*** GIVEN RECORDS Section Begins ***
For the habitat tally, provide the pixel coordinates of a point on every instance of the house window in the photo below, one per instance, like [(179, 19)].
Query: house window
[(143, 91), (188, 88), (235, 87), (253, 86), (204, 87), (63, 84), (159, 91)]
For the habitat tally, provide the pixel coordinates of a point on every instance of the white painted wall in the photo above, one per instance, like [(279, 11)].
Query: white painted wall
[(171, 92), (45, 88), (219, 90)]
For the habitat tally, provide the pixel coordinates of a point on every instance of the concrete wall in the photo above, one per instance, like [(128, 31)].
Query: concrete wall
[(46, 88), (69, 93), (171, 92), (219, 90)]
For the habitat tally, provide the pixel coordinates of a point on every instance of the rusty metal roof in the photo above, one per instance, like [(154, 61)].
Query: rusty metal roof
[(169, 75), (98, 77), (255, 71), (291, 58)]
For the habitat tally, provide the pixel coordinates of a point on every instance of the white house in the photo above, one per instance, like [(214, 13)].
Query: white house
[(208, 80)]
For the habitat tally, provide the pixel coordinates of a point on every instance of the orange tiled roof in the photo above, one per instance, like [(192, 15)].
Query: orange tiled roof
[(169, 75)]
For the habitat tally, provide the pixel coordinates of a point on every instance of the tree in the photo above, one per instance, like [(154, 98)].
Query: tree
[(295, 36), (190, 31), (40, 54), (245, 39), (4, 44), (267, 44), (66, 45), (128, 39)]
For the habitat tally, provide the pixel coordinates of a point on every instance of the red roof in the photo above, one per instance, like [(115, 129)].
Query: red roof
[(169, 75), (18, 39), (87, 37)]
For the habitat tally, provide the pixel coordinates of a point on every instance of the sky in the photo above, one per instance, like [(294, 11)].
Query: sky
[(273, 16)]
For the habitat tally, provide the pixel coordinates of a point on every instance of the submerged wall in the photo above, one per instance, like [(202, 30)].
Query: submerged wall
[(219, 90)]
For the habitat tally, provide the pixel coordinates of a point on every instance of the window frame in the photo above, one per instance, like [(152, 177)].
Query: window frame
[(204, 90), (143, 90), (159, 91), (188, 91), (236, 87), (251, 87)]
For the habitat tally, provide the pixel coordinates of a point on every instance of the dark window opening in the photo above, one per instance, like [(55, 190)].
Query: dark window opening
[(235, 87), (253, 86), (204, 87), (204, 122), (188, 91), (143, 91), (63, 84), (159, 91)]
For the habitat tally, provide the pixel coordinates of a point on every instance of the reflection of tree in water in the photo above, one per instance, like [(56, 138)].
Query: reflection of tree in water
*** GIVEN RECORDS Section Ends ***
WORK ORDER >> Restate all of the entries above precisely.

YOUR RESPONSE >>
For the habitat tally, provide the pixel coordinates of a point on every instance of the house window in the photo below, one per instance, like [(179, 19)].
Query: house window
[(143, 91), (188, 88), (235, 87), (253, 86), (204, 87), (63, 84), (159, 91)]
For the habitat tally, provide the pixel coordinates of a point on every instance of the white painted wall in the photo above, one per instance, like [(279, 11)].
Query: white painted wall
[(171, 92), (45, 88), (219, 90)]
For the habitat tally, provide the pixel coordinates of a point on every instance of the concrete wall in the photo above, one per instance, like [(128, 31)].
Query: concrete wall
[(46, 88), (69, 93), (171, 92), (219, 90)]
For the habitat tally, provide the pixel coordinates of a point on every instance of the rusty metal roof in the photo above, one per instance, like [(154, 61)].
Query: rusty metal roof
[(169, 75), (98, 77), (255, 71), (291, 58)]
For the habitat tally, provide the pixel coordinates of a point on every instance of the white house in the photo above, one per instance, like [(214, 13)].
Query: white house
[(208, 80)]
For the habitat tally, provide the pixel coordinates of a point on every instance of the orange tiled roof in the photo above, one per instance, like [(192, 15)].
Query: orange tiled roof
[(169, 75)]
For the habitat tally, provide the pixel coordinates of a point on every instance of the tree in the photo above, one per instance, like [(154, 98)].
Query: tree
[(295, 36), (190, 31), (40, 54), (245, 39), (4, 44), (267, 44), (66, 45), (128, 39)]
For the habitat tally, provide the pixel coordinates of a point on every instance of the red roof in the photo above, one per instance, like [(115, 129)].
Query: red roof
[(169, 75), (18, 39), (87, 37)]
For the habitat tally, provide the pixel coordinates of a point on every instance of the sky in the photo above, one per instance, like [(294, 11)].
Query: sky
[(273, 16)]
For the habitat tally, provide the pixel coordinates of a point on every instance of the submerged wall in the photo above, one per instance, like [(202, 30)].
Query: submerged wall
[(219, 90)]
For the habitat tally, provide the pixel coordinates of a point on every instance of the window frame in the photo above, one per instance, like [(152, 177)].
Query: window frame
[(204, 90), (143, 90), (159, 91), (188, 91), (236, 87), (251, 87)]
For the habitat tally, provide the pixel coordinates of a point on every instance of the dark window opening in the photo above, one per instance, like [(55, 190)].
Query: dark window opening
[(235, 87), (253, 86), (204, 87), (204, 122), (188, 91), (143, 91), (63, 84), (159, 91)]
For the habitat tally, provide the pixel coordinates of a point on every instance of the reflection of tree in water in the photo above, one per instance, like [(56, 138)].
Query: reflection of tree in water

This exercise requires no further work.